*** Information provided
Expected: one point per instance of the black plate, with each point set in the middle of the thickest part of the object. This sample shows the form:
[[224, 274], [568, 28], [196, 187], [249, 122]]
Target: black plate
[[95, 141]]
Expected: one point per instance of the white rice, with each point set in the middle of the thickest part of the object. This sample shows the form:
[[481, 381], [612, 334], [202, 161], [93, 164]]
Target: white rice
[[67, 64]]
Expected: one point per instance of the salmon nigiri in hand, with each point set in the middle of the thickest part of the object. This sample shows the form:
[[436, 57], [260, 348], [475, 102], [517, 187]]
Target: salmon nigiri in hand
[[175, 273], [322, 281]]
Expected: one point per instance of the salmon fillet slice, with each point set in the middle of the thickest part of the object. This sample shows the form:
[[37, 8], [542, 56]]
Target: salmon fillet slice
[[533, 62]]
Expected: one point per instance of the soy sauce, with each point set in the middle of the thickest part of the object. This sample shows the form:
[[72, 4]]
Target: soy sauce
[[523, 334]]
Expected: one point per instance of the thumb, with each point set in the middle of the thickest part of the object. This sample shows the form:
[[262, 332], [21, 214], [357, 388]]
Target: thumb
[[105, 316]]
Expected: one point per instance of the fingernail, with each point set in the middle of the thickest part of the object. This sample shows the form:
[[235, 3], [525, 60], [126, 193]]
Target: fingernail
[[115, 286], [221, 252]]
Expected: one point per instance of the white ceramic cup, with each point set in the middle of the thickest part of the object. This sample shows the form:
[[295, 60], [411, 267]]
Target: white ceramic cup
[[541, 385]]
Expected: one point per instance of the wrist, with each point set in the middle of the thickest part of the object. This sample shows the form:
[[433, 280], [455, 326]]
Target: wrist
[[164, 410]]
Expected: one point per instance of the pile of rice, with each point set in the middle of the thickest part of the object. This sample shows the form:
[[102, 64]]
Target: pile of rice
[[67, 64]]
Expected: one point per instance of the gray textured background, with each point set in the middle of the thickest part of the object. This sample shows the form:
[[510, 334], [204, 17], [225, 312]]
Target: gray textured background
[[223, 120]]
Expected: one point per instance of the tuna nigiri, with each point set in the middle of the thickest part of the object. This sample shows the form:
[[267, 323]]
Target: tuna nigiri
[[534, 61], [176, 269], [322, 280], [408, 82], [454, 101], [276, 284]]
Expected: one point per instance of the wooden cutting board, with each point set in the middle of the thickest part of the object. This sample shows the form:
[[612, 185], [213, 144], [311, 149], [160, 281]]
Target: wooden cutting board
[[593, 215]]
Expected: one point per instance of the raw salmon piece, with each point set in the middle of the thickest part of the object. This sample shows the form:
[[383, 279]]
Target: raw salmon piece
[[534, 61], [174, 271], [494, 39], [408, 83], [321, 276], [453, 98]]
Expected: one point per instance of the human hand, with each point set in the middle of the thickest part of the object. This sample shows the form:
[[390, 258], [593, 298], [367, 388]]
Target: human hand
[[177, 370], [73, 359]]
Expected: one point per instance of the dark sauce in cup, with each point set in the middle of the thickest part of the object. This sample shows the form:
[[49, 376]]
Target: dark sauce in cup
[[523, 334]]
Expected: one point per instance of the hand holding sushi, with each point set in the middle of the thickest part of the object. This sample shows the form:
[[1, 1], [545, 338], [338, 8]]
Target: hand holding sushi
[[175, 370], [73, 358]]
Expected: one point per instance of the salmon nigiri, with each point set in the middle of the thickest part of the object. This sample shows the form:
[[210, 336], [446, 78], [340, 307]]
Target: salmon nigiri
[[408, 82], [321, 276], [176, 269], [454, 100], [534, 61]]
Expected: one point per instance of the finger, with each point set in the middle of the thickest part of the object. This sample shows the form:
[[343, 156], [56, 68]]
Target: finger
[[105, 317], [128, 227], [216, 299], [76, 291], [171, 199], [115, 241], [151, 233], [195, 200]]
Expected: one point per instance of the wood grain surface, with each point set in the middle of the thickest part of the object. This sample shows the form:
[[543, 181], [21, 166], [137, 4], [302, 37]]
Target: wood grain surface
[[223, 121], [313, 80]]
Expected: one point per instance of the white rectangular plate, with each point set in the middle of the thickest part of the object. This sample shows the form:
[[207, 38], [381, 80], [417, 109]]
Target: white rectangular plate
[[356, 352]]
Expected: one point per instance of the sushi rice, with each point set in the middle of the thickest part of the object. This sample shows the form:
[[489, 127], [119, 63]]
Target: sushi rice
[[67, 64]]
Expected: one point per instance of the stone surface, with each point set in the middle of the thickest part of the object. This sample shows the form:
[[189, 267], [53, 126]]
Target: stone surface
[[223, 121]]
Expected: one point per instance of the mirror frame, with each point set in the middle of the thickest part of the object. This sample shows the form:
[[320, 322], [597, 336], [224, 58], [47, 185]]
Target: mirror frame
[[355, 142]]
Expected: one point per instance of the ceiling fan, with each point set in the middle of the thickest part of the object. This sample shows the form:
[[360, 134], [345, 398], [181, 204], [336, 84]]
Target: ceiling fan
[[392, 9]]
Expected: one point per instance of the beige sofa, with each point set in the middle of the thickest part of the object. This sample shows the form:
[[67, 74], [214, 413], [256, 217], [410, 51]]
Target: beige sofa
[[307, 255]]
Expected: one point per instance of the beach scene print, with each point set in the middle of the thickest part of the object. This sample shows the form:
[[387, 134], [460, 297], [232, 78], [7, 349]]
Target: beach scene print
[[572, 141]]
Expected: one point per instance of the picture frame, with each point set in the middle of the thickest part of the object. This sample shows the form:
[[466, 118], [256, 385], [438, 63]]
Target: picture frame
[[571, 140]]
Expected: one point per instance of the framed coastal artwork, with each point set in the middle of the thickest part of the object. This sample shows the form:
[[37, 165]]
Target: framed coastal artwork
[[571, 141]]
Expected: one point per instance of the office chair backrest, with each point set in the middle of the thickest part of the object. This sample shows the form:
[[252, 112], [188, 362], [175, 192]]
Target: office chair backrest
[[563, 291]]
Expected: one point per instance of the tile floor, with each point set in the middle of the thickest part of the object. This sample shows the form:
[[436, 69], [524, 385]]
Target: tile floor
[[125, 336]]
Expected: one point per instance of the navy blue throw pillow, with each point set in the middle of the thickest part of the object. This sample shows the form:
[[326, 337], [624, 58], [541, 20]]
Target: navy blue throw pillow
******
▶ _Task directions_: Reproduce all of the records above word for word, changing nothing.

▶ _Expected answer_:
Expected: one point per instance of the black plate, with each point set in the middle of the thickest part of the object. This sample shows the form:
[[224, 274], [568, 28], [196, 187], [249, 122]]
Target: black plate
[[95, 141]]
Expected: one point per instance of the white rice, with each point set in the middle of the thickest part of the object. This sample shows the form:
[[481, 381], [612, 334], [202, 161], [93, 164]]
Target: white rice
[[67, 64]]
Expected: one point per instance of the salmon nigiri in hand, with each point set in the middle of the thickest part of the object. This sample shows the form:
[[436, 57], [260, 348], [475, 102], [517, 187]]
Target: salmon nigiri in hand
[[175, 273], [322, 281]]
Expected: one point per instance of the salmon fillet slice, with each point set in the middle of the thickest part of the object. This sample shows the form:
[[37, 8], [542, 56]]
Target: salmon fillet slice
[[533, 62]]
Expected: one point per instance of the soy sauce, with each point set in the middle of the thickest part of the object. This sample shows the form:
[[72, 4]]
Target: soy sauce
[[523, 334]]
Expected: one point per instance of the thumb, with each point set in the middle of the thickest part of the object. This sample shows the form:
[[262, 332], [21, 214], [357, 388]]
Target: thumb
[[105, 316]]
Expected: one point per instance of the fingernail, with each point set in the middle of the thickest part of the object. This sample shows the form:
[[235, 3], [525, 60], [126, 193]]
Target: fingernail
[[115, 286], [221, 252]]
Expected: one point per instance of the white ceramic cup, with each point set in the middle of the thickest part of the object. This sample shows the form:
[[295, 60], [411, 267]]
Target: white ceramic cup
[[541, 385]]
Expected: one point per instance of the wrist, with each point set in the middle of the thickest part of the object. This sample shows the form:
[[433, 280], [455, 326]]
Target: wrist
[[164, 410]]
Expected: one point per instance of the pile of rice, with each point set in the middle of the thickest part of the object. This sample shows the form:
[[102, 64]]
Target: pile of rice
[[67, 64]]
Expected: one point per instance of the gray textured background, with each point set in the middle of the thickest part of the object. This sample shows the form:
[[510, 334], [204, 17], [225, 312]]
Target: gray textured background
[[223, 120]]
Expected: one point per instance of the tuna nigiri, with each point set in the middle of the thickest part of the object. This sample shows the form:
[[267, 323]]
Target: tuna nigiri
[[534, 61], [176, 269], [322, 280], [408, 82], [454, 101], [276, 284]]
Expected: one point per instance of the wooden cutting board, with each point set in the middle of the thickest part of the object. This sample shows the form:
[[612, 185], [213, 144], [311, 149], [160, 281]]
Target: wooden cutting board
[[593, 215]]
Expected: one point per instance of the raw salmon piece, with each point set in the middle of the thickest part of the object. This sample shows the form:
[[383, 279]]
Target: raw salmon piece
[[534, 61], [174, 271], [494, 39], [408, 83], [321, 276], [453, 98]]
Expected: one point per instance of the human hand, with each point set in the middle of the thickest part of the object. This sample shows the form:
[[390, 258], [593, 298], [367, 388]]
Target: human hand
[[177, 370], [73, 359]]
Expected: one point per instance of the dark sauce in cup, with each point set in the middle of the thickest part of the object. This sample shows the form:
[[49, 376]]
Target: dark sauce in cup
[[523, 334]]
Expected: one point per instance of the hand holding sushi, with each point set in the middle of the thickest part of the object. This sample shows the form:
[[1, 1], [545, 338], [338, 8]]
Target: hand holding sushi
[[175, 370], [73, 358]]
Expected: one point per instance of the salmon nigiri, with each point set in the middle of the thickest part of the object. This sample shows the form:
[[210, 336], [446, 78], [340, 307]]
Target: salmon nigiri
[[408, 82], [321, 276], [176, 269], [454, 100], [534, 61]]
Expected: one point per instance of the finger, with each point set in the middle of the thickest part of the object. This sample shows the form:
[[343, 156], [56, 68]]
Target: finger
[[105, 317], [128, 227], [216, 299], [76, 291], [171, 199], [115, 241], [151, 233], [195, 200]]
Expected: one point per instance of the wood grain surface, with each point set in the middle of the thickest part of the object. This sample shows the form:
[[543, 181], [21, 166], [137, 4], [302, 37]]
Target: wood grain surface
[[223, 121], [313, 80]]
Expected: one point per instance of the white rectangular plate, with each point set in the middle of the thickest part of the object. This sample shows the form:
[[207, 38], [381, 80], [417, 109]]
Target: white rectangular plate
[[356, 352]]
Expected: one point per instance of the sushi rice, with each point set in the middle of the thickest part of the object. This sample shows the form:
[[489, 127], [119, 63]]
Target: sushi rice
[[67, 64]]
Expected: one point per instance of the stone surface, with each point set in the middle of the thickest part of the object. This sample shows the form:
[[189, 267], [53, 126]]
Target: stone surface
[[223, 121]]
Expected: one point per instance of the mirror frame, with each point set in the middle of the thickest part of the object. This sample shows the form:
[[320, 322], [597, 336], [224, 58], [47, 185]]
Target: mirror frame
[[355, 142]]
Expected: one point per instance of the ceiling fan, with each point set in the middle of the thickest part of the object. This sample shows the form:
[[360, 134], [345, 398], [181, 204], [336, 84]]
Target: ceiling fan
[[392, 9]]
Expected: one point per instance of the beige sofa, with each point set in the middle of the thickest part of the object. This sample shows the form:
[[67, 74], [214, 413], [256, 217], [410, 51]]
Target: beige sofa
[[307, 255]]
Expected: one point per instance of the beach scene print, with each point set in the middle of the thickest part of the object. This sample shows the form:
[[387, 134], [460, 297], [232, 78], [7, 349]]
Target: beach scene print
[[572, 141]]
Expected: one point per instance of the picture frame, with each point set in the middle of the thickest part of the object. This sample shows the form:
[[466, 118], [256, 385], [438, 63]]
Target: picture frame
[[571, 140]]
Expected: one point per instance of the framed coastal artwork, with each point set in the middle of the thickest part of the object. This sample shows the form:
[[37, 165]]
Target: framed coastal artwork
[[571, 141]]
Expected: one point per instance of the office chair backrest, with each point set in the middle of the thickest part of the object. This sample shows the form:
[[252, 112], [188, 362], [175, 192]]
Target: office chair backrest
[[563, 291]]
Expected: one point per instance of the tile floor, with each point set in the middle of the thickest part of the object. This sample shows the form:
[[436, 69], [524, 385]]
Target: tile floor
[[125, 336]]
Expected: one point per instance of the navy blue throw pillow, with each point set in the middle of the thickest part of the object. This sample shows the form:
[[326, 337], [624, 58], [541, 20]]
Target: navy blue throw pillow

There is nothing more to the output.